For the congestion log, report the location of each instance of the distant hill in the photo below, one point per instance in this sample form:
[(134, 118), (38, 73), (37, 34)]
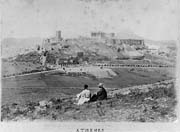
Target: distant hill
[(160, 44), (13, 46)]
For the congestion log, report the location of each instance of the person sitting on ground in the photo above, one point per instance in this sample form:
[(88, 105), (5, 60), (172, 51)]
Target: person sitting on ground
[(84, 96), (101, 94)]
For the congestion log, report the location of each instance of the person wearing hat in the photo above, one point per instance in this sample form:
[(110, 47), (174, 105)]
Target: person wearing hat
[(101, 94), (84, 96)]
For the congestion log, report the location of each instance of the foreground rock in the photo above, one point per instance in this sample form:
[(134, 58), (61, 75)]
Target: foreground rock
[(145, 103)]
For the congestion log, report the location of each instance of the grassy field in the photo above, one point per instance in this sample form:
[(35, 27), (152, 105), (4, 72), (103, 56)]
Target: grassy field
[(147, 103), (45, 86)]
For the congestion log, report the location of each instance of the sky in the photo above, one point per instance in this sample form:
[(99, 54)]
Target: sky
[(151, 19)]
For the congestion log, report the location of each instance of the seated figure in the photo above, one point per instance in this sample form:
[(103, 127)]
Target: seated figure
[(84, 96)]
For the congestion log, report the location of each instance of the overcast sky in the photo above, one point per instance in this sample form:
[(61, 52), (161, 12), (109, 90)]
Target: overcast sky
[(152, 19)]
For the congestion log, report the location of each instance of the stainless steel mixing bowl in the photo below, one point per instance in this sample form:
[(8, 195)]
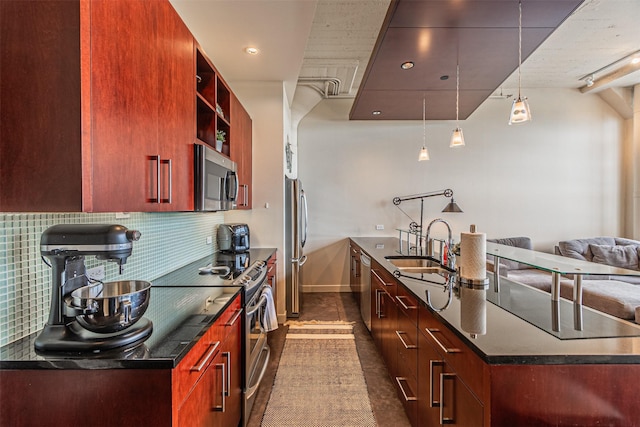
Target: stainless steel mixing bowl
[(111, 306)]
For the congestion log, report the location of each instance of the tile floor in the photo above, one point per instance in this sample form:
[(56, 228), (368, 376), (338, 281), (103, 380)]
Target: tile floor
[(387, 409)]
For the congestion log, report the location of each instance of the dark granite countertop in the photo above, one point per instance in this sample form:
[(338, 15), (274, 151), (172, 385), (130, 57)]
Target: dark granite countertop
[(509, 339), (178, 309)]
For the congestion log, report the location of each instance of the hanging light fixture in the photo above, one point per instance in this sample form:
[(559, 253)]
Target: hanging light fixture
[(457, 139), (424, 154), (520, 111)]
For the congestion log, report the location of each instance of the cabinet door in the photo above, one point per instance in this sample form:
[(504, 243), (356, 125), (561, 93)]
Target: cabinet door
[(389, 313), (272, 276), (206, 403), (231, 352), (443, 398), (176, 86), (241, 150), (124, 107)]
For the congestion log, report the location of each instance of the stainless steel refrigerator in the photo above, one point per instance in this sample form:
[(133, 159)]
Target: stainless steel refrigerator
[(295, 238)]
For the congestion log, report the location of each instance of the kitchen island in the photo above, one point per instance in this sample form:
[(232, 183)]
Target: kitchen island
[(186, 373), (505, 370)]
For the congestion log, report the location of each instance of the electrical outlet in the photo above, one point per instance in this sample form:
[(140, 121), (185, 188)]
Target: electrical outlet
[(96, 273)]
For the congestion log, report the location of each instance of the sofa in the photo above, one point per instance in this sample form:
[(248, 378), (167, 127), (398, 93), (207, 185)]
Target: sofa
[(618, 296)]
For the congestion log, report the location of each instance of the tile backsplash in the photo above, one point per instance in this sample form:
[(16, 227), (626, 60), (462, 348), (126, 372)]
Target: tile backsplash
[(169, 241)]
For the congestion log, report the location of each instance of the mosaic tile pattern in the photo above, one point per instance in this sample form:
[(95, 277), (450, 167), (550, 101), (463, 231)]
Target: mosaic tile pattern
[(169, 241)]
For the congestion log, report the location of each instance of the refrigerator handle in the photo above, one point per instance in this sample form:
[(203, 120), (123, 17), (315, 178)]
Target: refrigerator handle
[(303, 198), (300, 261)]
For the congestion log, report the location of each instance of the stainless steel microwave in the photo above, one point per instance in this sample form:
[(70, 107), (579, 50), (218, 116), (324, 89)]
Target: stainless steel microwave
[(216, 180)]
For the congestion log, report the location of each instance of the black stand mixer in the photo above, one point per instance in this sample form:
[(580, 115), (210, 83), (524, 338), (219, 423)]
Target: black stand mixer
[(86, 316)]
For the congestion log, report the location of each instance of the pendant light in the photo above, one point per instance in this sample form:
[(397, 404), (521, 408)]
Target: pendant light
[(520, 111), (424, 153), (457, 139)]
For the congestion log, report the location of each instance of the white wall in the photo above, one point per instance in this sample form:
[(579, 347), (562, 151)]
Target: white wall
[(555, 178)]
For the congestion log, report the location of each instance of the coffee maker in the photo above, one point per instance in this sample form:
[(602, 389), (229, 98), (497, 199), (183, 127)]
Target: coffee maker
· · ·
> _Exercise description_
Leave the pictures out and write out every entry exactly as given.

> _Written reply_
For the congestion log, report the location of each instance of the distant hill in the photo below, one point per instance in this sample form:
[(134, 118), (38, 73), (37, 34)]
Target: distant hill
[(160, 44), (13, 46)]
For the congestion log, report the location of each instance of the person sitting on ground in the photo above, one point per instance in this sample form:
[(88, 105), (5, 60), (172, 51)]
Target: person sitting on ground
[(84, 96), (101, 94)]
For the congestion log, report the location of each instance of the person wearing hat in the photo above, one point per instance in this sample form:
[(110, 47), (174, 105)]
Target: person wearing hat
[(101, 94), (84, 96)]
For the congestion log, report the location of each instance of the foreground rock in the photo above, one point per instance in this sample form:
[(134, 58), (61, 75)]
Target: foreground rock
[(145, 103)]
For the congestion log, report the location of each instance of the grassy field in the photo above, one point per instance in this sample form:
[(35, 27), (152, 105), (4, 72), (103, 56)]
Target: grassy field
[(147, 103), (45, 86)]
For the congestion log, report the location of each instance of the sky in the photo above, one point per instance in this sample form:
[(99, 54)]
Target: sky
[(151, 19)]
For the congestion log, report the location of each instance of the seated figure in the photo above, one point per instance in this sample form:
[(103, 127)]
Target: seated figure
[(84, 96)]
For the congestion log, report the location of each instance of the overcast sky in the photo above, one point per instance in this sample form:
[(61, 52), (161, 12), (109, 90)]
Target: overcast sky
[(152, 19)]
For the congestion log, report the location of each instance of the stainless steel mixing bowl in the photo below, one point per instance in this sample form:
[(8, 195)]
Target: stainless steel mixing bowl
[(111, 306)]
For the congestion log, report the location of each instance of the tile floor in the photo above, one point per instance in this sample form:
[(56, 228), (368, 376), (338, 281), (103, 380)]
Target: tile floor
[(387, 409)]
For the congestion log, report the location of each instance of the dark granite countertop in the photo above, one point per instance in this sample form:
[(338, 15), (274, 151), (172, 385), (130, 57)]
Target: dark granite countertop
[(509, 339), (178, 309)]
For the congestion log, report the location of each instance of the hanging light fixture in the photo above, one point per instance in this sample form:
[(559, 253)]
Target: hanging light fixture
[(457, 139), (424, 154), (520, 111)]
For the congestion log, report the location of each instance of the cabinet door in the photo above, one point per instance in this sample form:
[(504, 243), (356, 125), (561, 93)]
Target: cabinet door
[(389, 313), (272, 276), (206, 403), (231, 352), (443, 398), (176, 86), (241, 150), (124, 107)]
For the congestion log, report the location of each instance of the stainless steel refrigerator in the photo above, one point per instance in this sample form:
[(133, 159)]
Target: stainless steel refrigerator
[(295, 238)]
For the congestion log, report the location of each instance of the kitchen island in the photo above, one point per instance in this sample form:
[(232, 183)]
Target: kitchen island
[(186, 373), (505, 370)]
For the congestion log, report the location of each instance of the electrical outlet in the photo above, one point per instance in this sample form:
[(140, 121), (185, 188)]
Target: electrical outlet
[(96, 273)]
For the congestion log, report the location of each instance of the sofa in the photo above, one point per instance in this sample form:
[(248, 378), (167, 127), (398, 93), (207, 185)]
Target: sofa
[(618, 296)]
For the congestion log, report the location of each instance of the tile backsplash in the photo above, one point per instance in this sample form:
[(16, 227), (626, 60), (462, 348), (126, 372)]
Target: tile backsplash
[(169, 241)]
For the congestion log, report the location of each instance of the mosaic tile pattern in the photo above, one point per instance in this sample form:
[(95, 277), (450, 167), (550, 101), (463, 231)]
Target: mosaic tile pattern
[(169, 241)]
For the congestion log, report the location of each instance of the refrigerator handle in the photo above, one point per instance in this sample form:
[(203, 120), (123, 17), (315, 178)]
Target: refrigerator handle
[(303, 198), (300, 261)]
For the congestion log, report the location of each instance of the stainless steel microwave in the photo above, one point per instance in this sample form:
[(70, 107), (579, 50), (218, 116), (324, 89)]
Target: stainless steel microwave
[(216, 180)]
For the congestion log, report the location of each instance of the black stand mixer in the photo above, one point per instance in this sample form:
[(580, 115), (210, 83), (524, 338), (219, 423)]
Target: black stand mixer
[(86, 316)]
For the congestion log, report the location of each instance of the pendant light in the photo above, one point per instance in this sample form:
[(397, 404), (521, 408)]
Target: pendant light
[(520, 111), (424, 153), (457, 139)]
For the congestion log, report the location of each instance of the white wall in the photo above, one point per instance in this sample form:
[(579, 347), (562, 151)]
Target: white wall
[(555, 178)]
For the congestion log, report the location of each instance of the coffee maker in the photo above, one point per instance in this sample form:
[(602, 389), (229, 98), (497, 199), (183, 127)]
Target: coffee maker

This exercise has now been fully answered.